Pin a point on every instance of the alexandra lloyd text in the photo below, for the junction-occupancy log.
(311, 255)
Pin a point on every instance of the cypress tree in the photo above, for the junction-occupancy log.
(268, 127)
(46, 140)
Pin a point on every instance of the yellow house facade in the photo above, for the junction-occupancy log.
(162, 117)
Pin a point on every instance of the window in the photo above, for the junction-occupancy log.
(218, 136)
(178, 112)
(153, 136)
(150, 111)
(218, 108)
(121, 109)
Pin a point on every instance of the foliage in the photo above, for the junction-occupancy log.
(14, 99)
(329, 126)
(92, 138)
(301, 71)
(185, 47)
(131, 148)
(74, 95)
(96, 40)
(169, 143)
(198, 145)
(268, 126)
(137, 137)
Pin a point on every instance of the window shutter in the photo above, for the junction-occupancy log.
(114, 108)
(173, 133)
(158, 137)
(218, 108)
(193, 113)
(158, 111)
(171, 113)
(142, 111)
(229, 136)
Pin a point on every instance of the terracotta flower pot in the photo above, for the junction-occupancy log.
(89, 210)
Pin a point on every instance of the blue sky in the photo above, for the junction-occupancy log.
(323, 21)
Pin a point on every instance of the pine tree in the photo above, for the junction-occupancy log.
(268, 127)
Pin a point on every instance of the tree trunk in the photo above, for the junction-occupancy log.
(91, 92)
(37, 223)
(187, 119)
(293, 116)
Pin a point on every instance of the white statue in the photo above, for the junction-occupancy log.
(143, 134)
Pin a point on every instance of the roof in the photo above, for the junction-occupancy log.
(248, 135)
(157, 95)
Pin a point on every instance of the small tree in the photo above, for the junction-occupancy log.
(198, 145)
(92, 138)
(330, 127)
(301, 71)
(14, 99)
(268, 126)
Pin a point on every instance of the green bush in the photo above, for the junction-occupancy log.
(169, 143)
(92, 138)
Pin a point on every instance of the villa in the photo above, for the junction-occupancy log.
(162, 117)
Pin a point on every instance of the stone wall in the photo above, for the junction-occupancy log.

Instruction: Extract every entry in the listing word for word.

Exercise response:
Pin a point on every instance of the alexandra lloyd text in the photo below, for the junction-occupancy log.
(311, 255)
Pin a point on every instance of the cypress tree in the photo above, for the junction-occupancy log.
(268, 127)
(46, 140)
Pin a point on every instance of the yellow house facade in the photo above, for the junction-occupancy log.
(162, 117)
Pin a point on every instance of the window in the photo above, for the junction-occupancy log.
(218, 136)
(178, 112)
(153, 136)
(150, 111)
(218, 108)
(121, 109)
Pin a point on every instance of the foliage in the photo above, for the junction-occupancy log.
(14, 99)
(329, 126)
(92, 138)
(301, 71)
(185, 47)
(131, 148)
(74, 95)
(96, 40)
(169, 143)
(198, 145)
(268, 126)
(137, 137)
Pin a point on every instance of the window shutter in the photo above, for the junction-occupancy log.
(114, 108)
(173, 133)
(158, 137)
(218, 108)
(193, 113)
(158, 111)
(171, 113)
(142, 111)
(229, 136)
Pin a point on every instance of the terracotta flower pot in the photo above, for the junction-occupancy log.
(89, 210)
Pin a point on every instance of the blue sky in the photo above, for the junction-occupancy log.
(323, 21)
Pin a point on every instance of the pine tree in the photo above, for the junction-occupancy log.
(268, 127)
Pin a point on every instance of the tree trunk in the photo above, for the junction-occupancy log.
(91, 92)
(37, 223)
(187, 119)
(293, 116)
Pin a point on every instance of the white statue in the photo above, for the junction-occupancy log.
(143, 134)
Pin a point on every instance of the roof in the photo above, for the junction-occupancy log.
(248, 135)
(157, 95)
Pin a point on every instance of the small tree in the photo above, for the junction-occupancy log.
(198, 145)
(92, 138)
(330, 127)
(301, 71)
(14, 99)
(268, 126)
Pin a point on every instance of the green bush in the photo above, for the junction-occupancy log.
(169, 143)
(92, 138)
Pin a point on every instance of the villa in the photo above, for the junction-occupancy log.
(162, 117)
Pin a point on every instance of the stone wall in the photo above, for the junction-occupancy log.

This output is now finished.